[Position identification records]
* * * * * * *

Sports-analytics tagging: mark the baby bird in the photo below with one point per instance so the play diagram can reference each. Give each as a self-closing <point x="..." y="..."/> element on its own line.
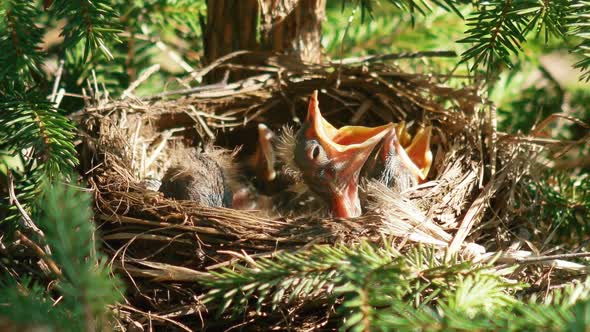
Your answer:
<point x="330" y="160"/>
<point x="202" y="177"/>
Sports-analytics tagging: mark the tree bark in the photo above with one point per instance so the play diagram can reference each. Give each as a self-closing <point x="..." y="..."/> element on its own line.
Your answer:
<point x="231" y="26"/>
<point x="291" y="27"/>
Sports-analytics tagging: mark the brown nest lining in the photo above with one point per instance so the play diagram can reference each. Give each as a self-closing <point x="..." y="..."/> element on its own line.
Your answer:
<point x="158" y="243"/>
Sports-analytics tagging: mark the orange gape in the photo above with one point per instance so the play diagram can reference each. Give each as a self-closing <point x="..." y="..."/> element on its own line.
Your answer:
<point x="330" y="159"/>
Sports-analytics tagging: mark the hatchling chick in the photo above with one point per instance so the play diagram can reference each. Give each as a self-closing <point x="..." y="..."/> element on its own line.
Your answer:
<point x="200" y="176"/>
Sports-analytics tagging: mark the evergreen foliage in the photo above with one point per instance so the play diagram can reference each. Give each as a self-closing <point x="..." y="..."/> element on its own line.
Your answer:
<point x="373" y="288"/>
<point x="83" y="280"/>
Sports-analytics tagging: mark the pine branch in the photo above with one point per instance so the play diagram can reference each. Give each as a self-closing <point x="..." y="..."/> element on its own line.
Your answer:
<point x="42" y="139"/>
<point x="91" y="21"/>
<point x="37" y="127"/>
<point x="65" y="217"/>
<point x="84" y="283"/>
<point x="497" y="30"/>
<point x="21" y="58"/>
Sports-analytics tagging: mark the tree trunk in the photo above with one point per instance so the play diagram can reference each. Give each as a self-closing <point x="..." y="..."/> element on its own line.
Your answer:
<point x="287" y="26"/>
<point x="294" y="27"/>
<point x="231" y="26"/>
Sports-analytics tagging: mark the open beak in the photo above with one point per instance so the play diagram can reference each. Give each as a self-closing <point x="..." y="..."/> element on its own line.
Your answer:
<point x="347" y="148"/>
<point x="414" y="154"/>
<point x="265" y="154"/>
<point x="419" y="151"/>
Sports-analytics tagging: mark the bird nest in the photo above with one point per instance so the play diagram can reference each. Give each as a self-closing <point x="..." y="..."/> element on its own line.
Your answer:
<point x="163" y="247"/>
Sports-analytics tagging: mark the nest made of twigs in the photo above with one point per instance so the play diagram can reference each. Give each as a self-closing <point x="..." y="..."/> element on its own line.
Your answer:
<point x="158" y="243"/>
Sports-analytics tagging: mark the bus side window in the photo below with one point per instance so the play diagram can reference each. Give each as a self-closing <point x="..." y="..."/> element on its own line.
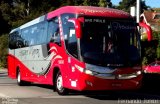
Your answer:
<point x="69" y="34"/>
<point x="53" y="31"/>
<point x="72" y="43"/>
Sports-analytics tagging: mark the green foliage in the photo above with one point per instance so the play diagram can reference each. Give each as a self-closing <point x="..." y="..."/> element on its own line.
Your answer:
<point x="151" y="50"/>
<point x="126" y="4"/>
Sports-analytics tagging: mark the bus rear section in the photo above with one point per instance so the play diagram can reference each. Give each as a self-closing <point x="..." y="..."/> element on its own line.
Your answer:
<point x="82" y="48"/>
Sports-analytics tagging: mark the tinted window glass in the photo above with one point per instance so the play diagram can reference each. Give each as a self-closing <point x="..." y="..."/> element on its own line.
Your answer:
<point x="53" y="31"/>
<point x="15" y="40"/>
<point x="36" y="34"/>
<point x="69" y="34"/>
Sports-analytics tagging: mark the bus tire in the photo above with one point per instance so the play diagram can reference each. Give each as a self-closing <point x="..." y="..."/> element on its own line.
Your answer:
<point x="59" y="85"/>
<point x="19" y="81"/>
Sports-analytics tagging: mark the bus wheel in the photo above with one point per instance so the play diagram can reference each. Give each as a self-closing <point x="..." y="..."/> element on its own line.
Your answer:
<point x="59" y="85"/>
<point x="19" y="81"/>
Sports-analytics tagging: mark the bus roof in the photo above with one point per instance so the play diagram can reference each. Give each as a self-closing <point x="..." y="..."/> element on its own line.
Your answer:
<point x="90" y="11"/>
<point x="82" y="10"/>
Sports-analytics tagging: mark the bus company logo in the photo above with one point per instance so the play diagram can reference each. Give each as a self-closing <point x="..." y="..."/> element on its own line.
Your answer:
<point x="53" y="54"/>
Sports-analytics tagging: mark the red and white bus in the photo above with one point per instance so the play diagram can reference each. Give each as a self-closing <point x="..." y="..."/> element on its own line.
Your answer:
<point x="79" y="48"/>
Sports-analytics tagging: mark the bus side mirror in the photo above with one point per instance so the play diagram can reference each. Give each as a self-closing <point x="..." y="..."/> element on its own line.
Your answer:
<point x="77" y="25"/>
<point x="148" y="30"/>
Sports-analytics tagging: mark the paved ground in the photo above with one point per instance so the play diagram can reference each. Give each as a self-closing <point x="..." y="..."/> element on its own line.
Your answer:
<point x="11" y="93"/>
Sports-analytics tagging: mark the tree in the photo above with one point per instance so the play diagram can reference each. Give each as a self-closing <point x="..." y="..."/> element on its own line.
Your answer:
<point x="105" y="3"/>
<point x="126" y="4"/>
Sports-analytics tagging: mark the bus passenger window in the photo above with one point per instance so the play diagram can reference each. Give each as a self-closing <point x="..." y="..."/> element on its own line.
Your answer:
<point x="53" y="31"/>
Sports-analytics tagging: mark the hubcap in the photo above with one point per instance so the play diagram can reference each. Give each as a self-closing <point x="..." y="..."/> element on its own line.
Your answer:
<point x="59" y="83"/>
<point x="19" y="77"/>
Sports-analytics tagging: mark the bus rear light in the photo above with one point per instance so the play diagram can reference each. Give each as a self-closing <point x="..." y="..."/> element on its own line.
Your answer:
<point x="79" y="68"/>
<point x="129" y="76"/>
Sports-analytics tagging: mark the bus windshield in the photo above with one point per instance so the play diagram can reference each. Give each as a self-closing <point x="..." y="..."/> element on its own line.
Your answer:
<point x="110" y="42"/>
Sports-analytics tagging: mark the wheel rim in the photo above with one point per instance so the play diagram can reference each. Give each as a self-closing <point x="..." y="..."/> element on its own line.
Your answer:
<point x="59" y="83"/>
<point x="19" y="77"/>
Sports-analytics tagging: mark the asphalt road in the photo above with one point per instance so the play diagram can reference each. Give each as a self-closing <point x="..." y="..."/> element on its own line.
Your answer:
<point x="11" y="93"/>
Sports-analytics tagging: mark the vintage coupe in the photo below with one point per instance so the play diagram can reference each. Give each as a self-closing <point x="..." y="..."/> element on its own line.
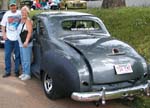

* * * * * * *

AIM OF THE EXERCISE: Rescale everything from the line with "Sports-analytics tagging: mark the wheel" through the end of the data, repeating those lines in full with each coordinate in the answers multiplied by 0.4 and rounded to the nearest whole number, halves rounding up. Leave the pictures out of your answer.

SOLVED PROBLEM:
Sports-analytics tagging: mark the wheel rim in the photo above with one point per instance so the play diagram can reference each. Give each as a self-closing <point x="..." y="..."/> element on its own line.
Your answer:
<point x="24" y="33"/>
<point x="8" y="31"/>
Sports-analytics tagging: mark the asphalt road in the photo above with one point per instance so the play diagram can reference each. Give each as a self-closing <point x="..." y="..."/> element on its own line.
Your answer:
<point x="4" y="37"/>
Sports-analytics tagging: mark the vintage coupe in the photo below with one point per instance so the play diagram can reference each. Give each as a self-closing <point x="..." y="..."/> element on its own line.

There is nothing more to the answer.